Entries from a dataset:
_ _ _ _ _

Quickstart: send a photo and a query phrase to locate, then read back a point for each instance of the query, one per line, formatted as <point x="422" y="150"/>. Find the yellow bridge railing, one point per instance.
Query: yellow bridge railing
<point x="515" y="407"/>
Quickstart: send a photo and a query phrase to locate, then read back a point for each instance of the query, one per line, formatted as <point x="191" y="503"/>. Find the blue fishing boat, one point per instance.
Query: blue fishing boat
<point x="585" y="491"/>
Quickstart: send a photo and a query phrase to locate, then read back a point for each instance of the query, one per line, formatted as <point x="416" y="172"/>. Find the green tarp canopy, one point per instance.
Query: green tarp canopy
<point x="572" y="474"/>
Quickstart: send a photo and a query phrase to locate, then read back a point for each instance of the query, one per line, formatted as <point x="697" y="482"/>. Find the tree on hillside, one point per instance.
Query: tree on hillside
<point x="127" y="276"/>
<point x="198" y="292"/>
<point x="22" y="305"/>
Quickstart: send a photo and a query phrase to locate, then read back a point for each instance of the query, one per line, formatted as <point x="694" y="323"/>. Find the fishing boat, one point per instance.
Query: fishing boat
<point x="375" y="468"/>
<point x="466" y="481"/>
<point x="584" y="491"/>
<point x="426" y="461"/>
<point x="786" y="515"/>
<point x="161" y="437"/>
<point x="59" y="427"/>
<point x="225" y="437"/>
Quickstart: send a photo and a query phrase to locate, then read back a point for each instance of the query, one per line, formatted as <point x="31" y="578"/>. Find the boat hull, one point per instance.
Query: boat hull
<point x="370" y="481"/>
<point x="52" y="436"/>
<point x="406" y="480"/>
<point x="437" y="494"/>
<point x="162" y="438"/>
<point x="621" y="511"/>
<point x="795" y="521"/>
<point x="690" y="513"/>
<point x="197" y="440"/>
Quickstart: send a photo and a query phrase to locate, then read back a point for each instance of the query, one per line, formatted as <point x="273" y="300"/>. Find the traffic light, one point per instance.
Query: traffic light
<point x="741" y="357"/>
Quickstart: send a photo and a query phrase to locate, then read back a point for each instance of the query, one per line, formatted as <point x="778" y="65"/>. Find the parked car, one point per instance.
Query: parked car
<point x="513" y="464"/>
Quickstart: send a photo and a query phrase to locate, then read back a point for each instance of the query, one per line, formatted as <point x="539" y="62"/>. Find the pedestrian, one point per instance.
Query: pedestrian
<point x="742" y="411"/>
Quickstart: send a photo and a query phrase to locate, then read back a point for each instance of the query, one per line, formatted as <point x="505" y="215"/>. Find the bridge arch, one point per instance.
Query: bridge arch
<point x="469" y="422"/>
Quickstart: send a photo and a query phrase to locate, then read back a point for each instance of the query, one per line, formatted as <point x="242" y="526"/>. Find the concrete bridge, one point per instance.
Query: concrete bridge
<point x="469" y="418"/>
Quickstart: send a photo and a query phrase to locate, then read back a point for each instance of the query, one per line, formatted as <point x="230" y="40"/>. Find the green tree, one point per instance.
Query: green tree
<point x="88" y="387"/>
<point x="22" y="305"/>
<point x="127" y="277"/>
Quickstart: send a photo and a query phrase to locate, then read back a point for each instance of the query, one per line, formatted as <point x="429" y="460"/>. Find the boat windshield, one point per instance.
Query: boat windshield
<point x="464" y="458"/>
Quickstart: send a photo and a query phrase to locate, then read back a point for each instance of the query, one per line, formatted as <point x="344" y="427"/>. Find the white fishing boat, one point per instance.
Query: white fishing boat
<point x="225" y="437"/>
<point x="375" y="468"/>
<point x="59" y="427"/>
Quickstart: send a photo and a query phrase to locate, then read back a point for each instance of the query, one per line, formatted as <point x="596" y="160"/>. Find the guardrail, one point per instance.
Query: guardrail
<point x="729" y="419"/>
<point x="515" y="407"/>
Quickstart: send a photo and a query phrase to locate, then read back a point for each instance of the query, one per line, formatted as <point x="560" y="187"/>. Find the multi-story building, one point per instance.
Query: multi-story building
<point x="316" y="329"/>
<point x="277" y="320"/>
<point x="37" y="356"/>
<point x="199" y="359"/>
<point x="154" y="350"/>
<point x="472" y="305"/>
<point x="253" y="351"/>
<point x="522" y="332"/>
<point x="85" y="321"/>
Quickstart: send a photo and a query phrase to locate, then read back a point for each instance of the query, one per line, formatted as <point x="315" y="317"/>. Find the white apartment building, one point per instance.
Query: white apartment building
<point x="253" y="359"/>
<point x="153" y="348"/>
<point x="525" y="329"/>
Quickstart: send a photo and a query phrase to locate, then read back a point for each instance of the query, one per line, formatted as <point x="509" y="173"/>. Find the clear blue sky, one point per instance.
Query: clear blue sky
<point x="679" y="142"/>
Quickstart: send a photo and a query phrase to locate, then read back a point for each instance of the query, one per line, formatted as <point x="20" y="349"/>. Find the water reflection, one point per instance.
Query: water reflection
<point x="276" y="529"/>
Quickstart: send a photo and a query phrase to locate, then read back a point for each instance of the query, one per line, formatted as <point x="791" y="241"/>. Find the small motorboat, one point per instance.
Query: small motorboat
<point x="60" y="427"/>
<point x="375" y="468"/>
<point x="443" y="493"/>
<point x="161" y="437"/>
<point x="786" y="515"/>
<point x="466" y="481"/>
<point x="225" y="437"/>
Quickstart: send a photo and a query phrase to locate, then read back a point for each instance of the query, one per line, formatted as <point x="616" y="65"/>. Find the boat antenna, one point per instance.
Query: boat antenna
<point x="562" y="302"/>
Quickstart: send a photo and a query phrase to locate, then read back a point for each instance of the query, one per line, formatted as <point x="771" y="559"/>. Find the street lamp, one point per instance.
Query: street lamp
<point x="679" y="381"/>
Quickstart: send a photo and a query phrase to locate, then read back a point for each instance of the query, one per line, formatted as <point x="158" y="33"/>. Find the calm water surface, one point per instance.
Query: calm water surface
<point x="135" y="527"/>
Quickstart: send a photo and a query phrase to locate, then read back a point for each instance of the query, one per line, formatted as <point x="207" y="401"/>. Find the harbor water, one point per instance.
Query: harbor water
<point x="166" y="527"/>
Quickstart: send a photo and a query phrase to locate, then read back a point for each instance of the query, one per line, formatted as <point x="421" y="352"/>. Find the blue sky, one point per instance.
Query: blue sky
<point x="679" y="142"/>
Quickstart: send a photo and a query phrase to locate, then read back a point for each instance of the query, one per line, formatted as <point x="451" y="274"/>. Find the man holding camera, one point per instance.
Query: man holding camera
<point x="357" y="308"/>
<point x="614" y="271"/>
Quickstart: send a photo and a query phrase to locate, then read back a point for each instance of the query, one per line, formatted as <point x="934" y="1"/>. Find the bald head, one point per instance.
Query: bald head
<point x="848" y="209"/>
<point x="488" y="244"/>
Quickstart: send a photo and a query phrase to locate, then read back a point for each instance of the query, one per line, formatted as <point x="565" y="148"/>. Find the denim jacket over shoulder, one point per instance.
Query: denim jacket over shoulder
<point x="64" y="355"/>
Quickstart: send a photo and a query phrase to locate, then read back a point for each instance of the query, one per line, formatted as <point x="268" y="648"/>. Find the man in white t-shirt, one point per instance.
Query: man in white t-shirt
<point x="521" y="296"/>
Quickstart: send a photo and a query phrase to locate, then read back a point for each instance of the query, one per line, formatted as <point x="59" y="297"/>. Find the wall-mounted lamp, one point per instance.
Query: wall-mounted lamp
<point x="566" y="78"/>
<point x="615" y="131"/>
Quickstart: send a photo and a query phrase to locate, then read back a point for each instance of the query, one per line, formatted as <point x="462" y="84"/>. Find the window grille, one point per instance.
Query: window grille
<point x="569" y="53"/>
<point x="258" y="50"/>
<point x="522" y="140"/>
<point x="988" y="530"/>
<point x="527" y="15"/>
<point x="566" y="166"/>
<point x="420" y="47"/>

_ _ _ _ _

**Problem details**:
Generate an exact reproduction of all entries.

**Solution for this exercise**:
Quickstart: send a photo and a query phrase to locate, then read back a point for each instance of the query, one per line, formatted as <point x="422" y="150"/>. Find the yellow bridge railing, one point per instance.
Query: yellow bridge railing
<point x="515" y="407"/>
Quickstart: send a photo and a query phrase to locate, then read back a point for each instance of the query, one per line, formatted as <point x="191" y="503"/>. Find the blue fishing boat, one point per instance.
Query: blue fishing boat
<point x="585" y="491"/>
Quickstart: send a photo and a query phrase to locate, then read back a point for each instance of the query, one per line, formatted as <point x="416" y="172"/>. Find the green tarp canopy, one point per instance.
Query: green tarp canopy
<point x="572" y="474"/>
Quickstart: send a photo and a query phrase to locate, then read back a point for each instance of the query, one per line, formatted as <point x="697" y="482"/>. Find the tree on hillside, one point per instance.
Query: tree on hillside
<point x="127" y="276"/>
<point x="198" y="292"/>
<point x="22" y="305"/>
Quickstart: send a photo and a query phrase to locate, then read back a point for each instance of the query, one per line, formatted as <point x="694" y="323"/>. Find the fishing boat, one point per instance.
Query: fishing boat
<point x="375" y="468"/>
<point x="466" y="481"/>
<point x="584" y="491"/>
<point x="426" y="461"/>
<point x="786" y="515"/>
<point x="161" y="437"/>
<point x="59" y="427"/>
<point x="225" y="437"/>
Quickstart: send a photo and a query phrase to locate, then read back a point for each instance of the query, one per line, formatted as <point x="31" y="578"/>. Find the boat hull, one point per instance.
Query: boat hull
<point x="370" y="481"/>
<point x="52" y="436"/>
<point x="406" y="480"/>
<point x="437" y="494"/>
<point x="162" y="438"/>
<point x="621" y="511"/>
<point x="795" y="521"/>
<point x="690" y="513"/>
<point x="197" y="440"/>
Quickstart: send a photo and a query phrase to locate, then read back a point for each instance of the query, one per line, formatted as <point x="273" y="300"/>. Find the traffic light, one point per instance.
Query: traffic light
<point x="741" y="357"/>
Quickstart: send a photo and a query phrase to locate, then read back a point for each instance of the query, one per line, formatted as <point x="778" y="65"/>. Find the parked car, one point per instance.
Query: parked car
<point x="513" y="464"/>
Quickstart: send a photo and a query phrase to locate, then read back a point for each instance of the query, one per line, formatted as <point x="539" y="62"/>. Find the pedestrian, one point per instance.
Query: pedestrian
<point x="742" y="411"/>
Quickstart: send a photo and a query phrase to locate, then read back a point for each instance of the query, one per line, formatted as <point x="505" y="215"/>. Find the bridge arch, one point per instance.
Query: bridge arch
<point x="469" y="422"/>
Quickstart: send a photo and a query phrase to locate, then read back a point for each instance of the query, one per line, formatted as <point x="242" y="526"/>. Find the concrete bridge, one point per instance.
Query: concrete bridge
<point x="469" y="418"/>
Quickstart: send a photo and a query phrase to locate, then read back a point for each instance of the query, one per line, formatted as <point x="230" y="40"/>. Find the green tree, one point per instance.
Query: green tree
<point x="88" y="387"/>
<point x="22" y="305"/>
<point x="127" y="277"/>
Quickstart: send a photo and a query phrase to locate, then read back a point for each instance of the query, one per line, formatted as <point x="429" y="460"/>. Find the boat windshield, one point per instance.
Query: boat windshield
<point x="464" y="458"/>
Quickstart: send a photo and a query phrase to locate, then read back a point for each instance of the query, one per line, formatted as <point x="344" y="427"/>. Find the white fishing boat, one point per instance.
Query: white fishing boat
<point x="225" y="437"/>
<point x="375" y="468"/>
<point x="59" y="427"/>
Quickstart: send a photo and a query phrase to locate, then read back a point for each instance of the query, one per line, formatted as <point x="596" y="160"/>. Find the guardrail, one point per instance.
Query: guardrail
<point x="729" y="419"/>
<point x="515" y="407"/>
Quickstart: send a photo and a query phrase to locate, then read back a point for each instance of the query, one per line, formatted as <point x="560" y="187"/>. Find the multi-story building, one point per instance.
Query: multi-story building
<point x="316" y="329"/>
<point x="277" y="320"/>
<point x="37" y="356"/>
<point x="199" y="359"/>
<point x="154" y="350"/>
<point x="472" y="305"/>
<point x="253" y="351"/>
<point x="522" y="332"/>
<point x="85" y="321"/>
Quickstart: send a photo and a query phrase to locate, then read back a point for each instance of the query, one per line, formatted as <point x="315" y="317"/>. Find the white apartment building, one point per instance.
Query: white apartment building
<point x="253" y="359"/>
<point x="153" y="348"/>
<point x="525" y="329"/>
Quickstart: send a photo and a query phrase to locate, then read back a point for each instance of the query, one per line, formatted as <point x="509" y="173"/>. Find the clear blue sky, one point per instance.
Query: clear blue sky
<point x="679" y="142"/>
Quickstart: send a photo and a query phrase to locate, then read back a point for each instance of the query, one per line, formatted as <point x="20" y="349"/>. Find the water reflection, one point per instance.
Query: water reflection
<point x="276" y="529"/>
Quickstart: send a photo and a query phrase to locate, then read back a point for each instance of the query, one per line, formatted as <point x="791" y="241"/>. Find the small motorboat, one point per instance.
Query: small motorboat
<point x="60" y="427"/>
<point x="375" y="468"/>
<point x="443" y="493"/>
<point x="161" y="437"/>
<point x="786" y="515"/>
<point x="466" y="481"/>
<point x="225" y="437"/>
Quickstart: send a photo and a query phrase to locate, then read back a point for each instance of the query, one per line, formatted as <point x="616" y="65"/>. Find the boat antenna, one point per instance.
Query: boat antenna
<point x="562" y="302"/>
Quickstart: send a photo and a query phrase to locate, then read back a point for each instance of the query, one per line, formatted as <point x="771" y="559"/>. Find the street lamp, one point per instance.
Query: street lamp
<point x="679" y="381"/>
Quickstart: send a photo and a query phrase to locate, then read back a point for each instance of the query, one per line, formatted as <point x="158" y="33"/>. Find the calm water surface, one point per instance.
Query: calm water surface
<point x="135" y="527"/>
Quickstart: send a photo and a query phrase to locate, then read back a point for each instance of the query, one per line, formatted as <point x="207" y="401"/>. Find the harbor water, one point per instance.
Query: harbor water
<point x="166" y="527"/>
Quickstart: send a photo and a query phrase to locate, then read back a point for each instance of the query, one per line, formatted as <point x="421" y="352"/>. Find the blue sky, one point per instance.
Query: blue sky
<point x="679" y="142"/>
Quickstart: send a photo and a query phrase to locate, then read back a point for each instance of the query, one per line, formatted as <point x="451" y="274"/>. Find the man holding camera, one point per instance.
Query: man holding camera
<point x="357" y="308"/>
<point x="614" y="271"/>
Quickstart: send a photo and a query phrase to locate, then read back a point for each instance of the query, one per line, formatted as <point x="934" y="1"/>. Find the bald head, one point per instance.
Query: bald head
<point x="848" y="209"/>
<point x="488" y="244"/>
Quickstart: send a photo and a query phrase to locate, then read back a point for each instance of the query, one per line, formatted as <point x="565" y="148"/>. Find the denim jacket over shoulder, one point per instance.
Query: denim jacket over shoulder
<point x="64" y="355"/>
Quickstart: send a photo and a query phrase to locate, then read back a point for each instance of the query, one per line, formatted as <point x="268" y="648"/>. Find the man in white t-shirt, one point per instance.
Query: man in white t-shirt
<point x="521" y="296"/>
Quickstart: send a photo and a query phrase to locate, then read back a point for each instance of the query, one per line, formatted as <point x="59" y="297"/>. Find the wall-mounted lamp, one point per instance.
Query: wall-mounted lamp
<point x="566" y="78"/>
<point x="615" y="131"/>
Quickstart: send a photo and a query phrase to locate, then read back a point for each instance of the query, one per line, formatted as <point x="462" y="84"/>. Find the window grille, one point per instance.
Query: window grille
<point x="569" y="53"/>
<point x="258" y="50"/>
<point x="522" y="140"/>
<point x="988" y="530"/>
<point x="527" y="15"/>
<point x="566" y="166"/>
<point x="420" y="47"/>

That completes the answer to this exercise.